◆ The task:
Copy out all of the data below exactly, so that no word differs from the original.
* * * * * * * * *
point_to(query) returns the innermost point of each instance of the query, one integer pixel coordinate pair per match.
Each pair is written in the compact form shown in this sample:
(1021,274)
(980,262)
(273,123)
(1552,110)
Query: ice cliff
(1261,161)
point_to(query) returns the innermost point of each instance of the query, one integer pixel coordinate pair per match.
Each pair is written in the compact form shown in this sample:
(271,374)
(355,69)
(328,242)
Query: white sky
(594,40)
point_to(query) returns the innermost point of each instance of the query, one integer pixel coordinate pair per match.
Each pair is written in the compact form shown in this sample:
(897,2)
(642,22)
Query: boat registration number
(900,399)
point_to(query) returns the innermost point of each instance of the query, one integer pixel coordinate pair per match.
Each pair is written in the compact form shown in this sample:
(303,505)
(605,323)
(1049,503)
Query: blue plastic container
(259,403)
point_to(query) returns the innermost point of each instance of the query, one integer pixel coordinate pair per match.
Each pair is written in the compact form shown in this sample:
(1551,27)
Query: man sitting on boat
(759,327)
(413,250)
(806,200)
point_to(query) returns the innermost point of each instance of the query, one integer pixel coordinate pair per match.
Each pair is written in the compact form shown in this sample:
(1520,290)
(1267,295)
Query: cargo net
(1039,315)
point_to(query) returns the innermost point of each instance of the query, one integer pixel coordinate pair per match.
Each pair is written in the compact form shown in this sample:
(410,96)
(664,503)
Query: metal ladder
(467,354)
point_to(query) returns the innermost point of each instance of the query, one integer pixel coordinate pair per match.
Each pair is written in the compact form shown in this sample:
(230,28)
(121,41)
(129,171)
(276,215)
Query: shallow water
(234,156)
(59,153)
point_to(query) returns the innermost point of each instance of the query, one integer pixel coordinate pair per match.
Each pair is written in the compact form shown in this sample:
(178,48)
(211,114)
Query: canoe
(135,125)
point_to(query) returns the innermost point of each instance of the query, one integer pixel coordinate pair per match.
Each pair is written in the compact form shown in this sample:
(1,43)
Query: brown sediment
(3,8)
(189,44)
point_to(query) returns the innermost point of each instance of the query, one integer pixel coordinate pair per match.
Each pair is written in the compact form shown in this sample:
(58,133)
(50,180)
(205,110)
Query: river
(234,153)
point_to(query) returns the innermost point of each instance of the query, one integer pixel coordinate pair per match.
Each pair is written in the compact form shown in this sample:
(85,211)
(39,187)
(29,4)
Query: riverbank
* * * * * * * * *
◆ The completed task:
point_to(query) returns the innermost point of each instance of the query, one integer pixel coordinate pair per match.
Each pair is written in the compact form shown in this sample:
(1021,274)
(980,262)
(273,123)
(1552,110)
Query: ice cliff
(1261,161)
point_to(query) returns the innermost point of each instance of the query, one integer pixel coordinate pair per match.
Each pair is written in the compact form shown in this sample:
(271,374)
(355,69)
(328,242)
Query: white sky
(594,40)
point_to(query) returns the innermost point of each instance of the query, one integer pixel coordinate pair per match.
Each pair is written in the compact form shown in this sample:
(897,2)
(642,22)
Query: boat registration number
(900,399)
point_to(query) returns the innermost point of each instance of the query, one integer pixel coordinate pair per match.
Each pair is written in the compact form shown in this sample:
(303,505)
(605,323)
(1049,503)
Query: blue plastic container
(259,403)
point_to(query) returns the innermost point of each instance of the query, one integer pixel coordinate pair per match.
Each pair is written in the compact form shown in this sample:
(1551,27)
Query: man sitting on boat
(759,327)
(413,250)
(806,200)
point_to(query) returns the innermost point of each instance of the query, one integer pixel coordinate pair per match.
Each pair is written in the compact form shown in this sample:
(1520,290)
(1267,295)
Query: cargo net
(1039,315)
point_to(query) returns the innermost point of each instance of the query, one integer pixel coordinate pair per match.
Each pair is written in the compact form shown in this sample:
(410,96)
(664,503)
Query: metal ladder
(467,354)
point_to(query) returns the innermost point of each instance of the query, one integer pixel coordinate pair per match.
Each pair is written in the compact form shown in this sample:
(230,28)
(121,41)
(129,171)
(276,215)
Query: shallow water
(234,156)
(59,153)
point_to(query) returns the innermost point of each instance of the query, one integer pixel coordinate pair per match.
Each pair is written in the compact form shown in this sample:
(178,48)
(211,114)
Query: canoe
(135,125)
point_to(query) returns the innermost point of each instance of the query, one integer pixel coordinate pair per match.
Each pair is written in the compact form shown in this sample:
(1,43)
Query: brown sediment
(3,8)
(189,44)
point_to(query) returns the innermost point of each instance of the query, one integer pixel coordinate pair per match.
Each pair is written in the compact form shown in this sample:
(58,133)
(50,180)
(205,110)
Query: river
(234,153)
point_to(query) returns the innermost point of each instance of the query, one integer pixel coordinate pair per match.
Each pair is written in the compact form shown in this sample:
(85,211)
(39,187)
(29,4)
Query: riverbank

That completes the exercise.